● **Tasks**
1. The quasicrystal talk abstract gives a reason why the dodecagonal quasicrystal is stable. In one to three sentences, explain that reason.
2. List every soft-matter system that the quasicrystal talk abstract names as one where quasicrystals have been found.
3. Turn the paragraph of the quasicrystal talk abstract that begins "Quasicrystals are exotic materials" into a short bulleted list that keeps its main facts.

**** Page excerpt

Tuesday, February 27, 2024
15:00 - 17:00
Quasicrystals are exotic materials that break the traditional rules of crystallography. Like crystals, quasicrystals are highly ordered, and composed of a limited number of repeated units. However, unlike crystals, they are aperiodic, and can possess `forbidden' symmetries not found in typical crystals. Since their controversial discovery in the 1980s, quasicrystals have been found in a variety of metal alloys, as well as in a growing number of soft-matter systems, including nanoparticles, polymers, and micelles.
In this talk, we will explore how a phase as complex as a quasicrystal can be stabilized by entropy alone, starting from perhaps the simplest soft-matter model available: hard spheres. Using packing and entropy arguments, we predict that binary mixtures of hard spheres deposited onto a flat plane should form a dodecagonal quasicrystal at high densities. Simulations then confirm that these systems can indeed spontaneously self-assemble into the predicted quasicrystal... as well as into another unexpected quasicrystal with octagonal symmetry! Free-energy calculations on the dodecagonal quasicrystal reveal the reason for its stability: the configurational entropy arising from the high number of possible realizations that make up the same quasicrystal phase. Finally, I will briefly highlight recent experiments demonstrating the self-assembly of a granular quasicrystal of millimeter-sized steel spheres.

********
**** Data block

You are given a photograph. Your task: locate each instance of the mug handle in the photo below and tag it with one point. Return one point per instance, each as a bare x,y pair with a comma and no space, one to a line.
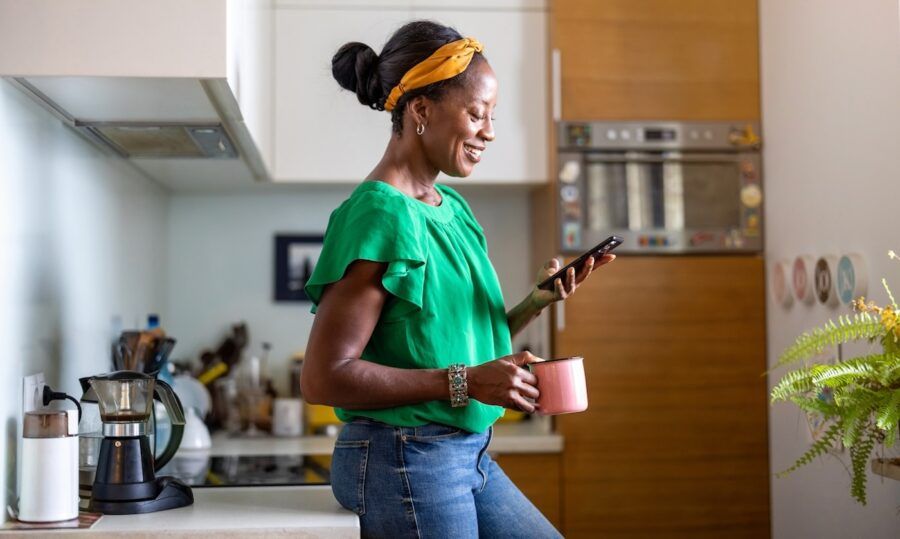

********

● **Responses to the exercise**
1. Free-energy calculations show that the dodecagonal quasicrystal owes its stability to configurational entropy. This entropy comes from the large number of possible realizations that make up the same quasicrystal phase.

2.
- Nanoparticles
- Polymers
- Micelles

3.
- Quasicrystals are exotic materials that break the traditional rules of crystallography.
- Like crystals, they are highly ordered and built from a limited number of repeated units.
- Unlike crystals, they are aperiodic and can have "forbidden" symmetries not found in typical crystals.
- Their discovery in the 1980s was controversial.
- They have since been found in various metal alloys and in a growing number of soft-matter systems, including nanoparticles, polymers, and micelles.